▸ **What you should do**: Each entry below must appear in the output exactly as written.

===== Source material =====

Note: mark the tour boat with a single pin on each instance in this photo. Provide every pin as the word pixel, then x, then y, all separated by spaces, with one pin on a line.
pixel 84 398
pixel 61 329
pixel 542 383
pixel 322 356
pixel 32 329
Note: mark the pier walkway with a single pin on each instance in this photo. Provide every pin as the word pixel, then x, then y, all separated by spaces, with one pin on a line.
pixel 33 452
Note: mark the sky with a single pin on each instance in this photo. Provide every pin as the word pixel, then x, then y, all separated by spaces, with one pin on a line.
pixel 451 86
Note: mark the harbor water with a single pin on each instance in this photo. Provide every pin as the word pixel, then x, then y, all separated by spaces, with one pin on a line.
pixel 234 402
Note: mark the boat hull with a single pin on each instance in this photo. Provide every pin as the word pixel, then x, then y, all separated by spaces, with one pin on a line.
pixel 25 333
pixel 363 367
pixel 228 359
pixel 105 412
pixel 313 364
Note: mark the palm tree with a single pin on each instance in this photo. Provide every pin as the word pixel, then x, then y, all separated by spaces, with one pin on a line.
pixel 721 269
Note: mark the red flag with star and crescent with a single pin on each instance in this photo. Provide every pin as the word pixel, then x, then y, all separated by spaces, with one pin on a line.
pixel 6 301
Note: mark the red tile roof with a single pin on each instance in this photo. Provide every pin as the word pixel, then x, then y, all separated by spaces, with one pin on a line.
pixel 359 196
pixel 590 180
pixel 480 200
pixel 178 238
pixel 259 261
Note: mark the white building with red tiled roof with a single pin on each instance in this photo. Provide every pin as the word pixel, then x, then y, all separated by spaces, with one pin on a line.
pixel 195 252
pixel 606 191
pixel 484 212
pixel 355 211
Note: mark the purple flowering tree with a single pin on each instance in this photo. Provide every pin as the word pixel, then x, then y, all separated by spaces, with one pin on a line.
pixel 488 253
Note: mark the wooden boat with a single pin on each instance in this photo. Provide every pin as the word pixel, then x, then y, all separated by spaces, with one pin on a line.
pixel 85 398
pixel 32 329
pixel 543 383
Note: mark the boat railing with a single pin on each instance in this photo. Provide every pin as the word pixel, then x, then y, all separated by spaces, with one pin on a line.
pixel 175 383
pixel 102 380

=====

▸ **Answer below**:
Note: mark the tour boat with a single pin on each instance in this photo. Provide every pin as the word pixel, then x, then y, all separated by spaces, with one pin on a line.
pixel 84 398
pixel 61 329
pixel 542 383
pixel 322 356
pixel 32 329
Note: mark the pier walkway with a single pin on each instance in this photo. Provide every pin as the word pixel, then x, then y, all separated by spaces, with one pin on a line.
pixel 33 452
Note: mark the sky with a single pin on each instance in this photo. Provide every pin as the word pixel, then x, then y, all separated by spaces, with one pin on a line.
pixel 451 86
Note: mark the harbor water with a single pin on each instance in this photo. Provide every pin as the word pixel, then x, then y, all separated by spaces, with one pin on a line.
pixel 234 402
Note: mark the boat hull with a single pin on each instance in this photo. Provide every pin as the word pixel, then x, then y, all separated by spaces, with one pin on a line.
pixel 25 333
pixel 363 367
pixel 228 359
pixel 105 412
pixel 313 364
Note: mark the palm tree with a single pin on each instance in this photo. Provide every pin as the word pixel, then x, then y, all separated by spaces, with one pin on a line.
pixel 721 269
Note: mark the red flag with star and crescent with a single pin on each instance in this photo. Provide every pin as the word pixel, then x, then y, all separated by spaces, with one pin on a line.
pixel 6 301
Note: mark the red tile roof with a single pin on each instance in this photo. Provide every pin as the word pixel, then x, then y, all separated by spaces, with one pin on a line.
pixel 359 196
pixel 590 180
pixel 480 200
pixel 178 238
pixel 259 261
Note: mark the white building with red tiled roof with a single pin on each instance in this photo. Provide every pin as the word pixel, then x, then y, all separated by spaces, with one pin on a line.
pixel 195 252
pixel 606 191
pixel 484 212
pixel 355 211
Note: mark the purple flowering tree with a single pin on each instance in this photo. Provide every pin as the word pixel, then x, then y, all separated by spaces, with one pin on a line.
pixel 488 253
Note: mark the wooden boat with a single pin on each instance in this photo. Provide every pin as the word pixel, then x, then y, all separated by spaces, with one pin on a line.
pixel 85 398
pixel 32 329
pixel 543 383
Note: mark the boat railing with a single pin on each instance in this photo. Provide every pin as the word pixel, then x, then y, all separated by spaces, with one pin on a line.
pixel 175 383
pixel 102 380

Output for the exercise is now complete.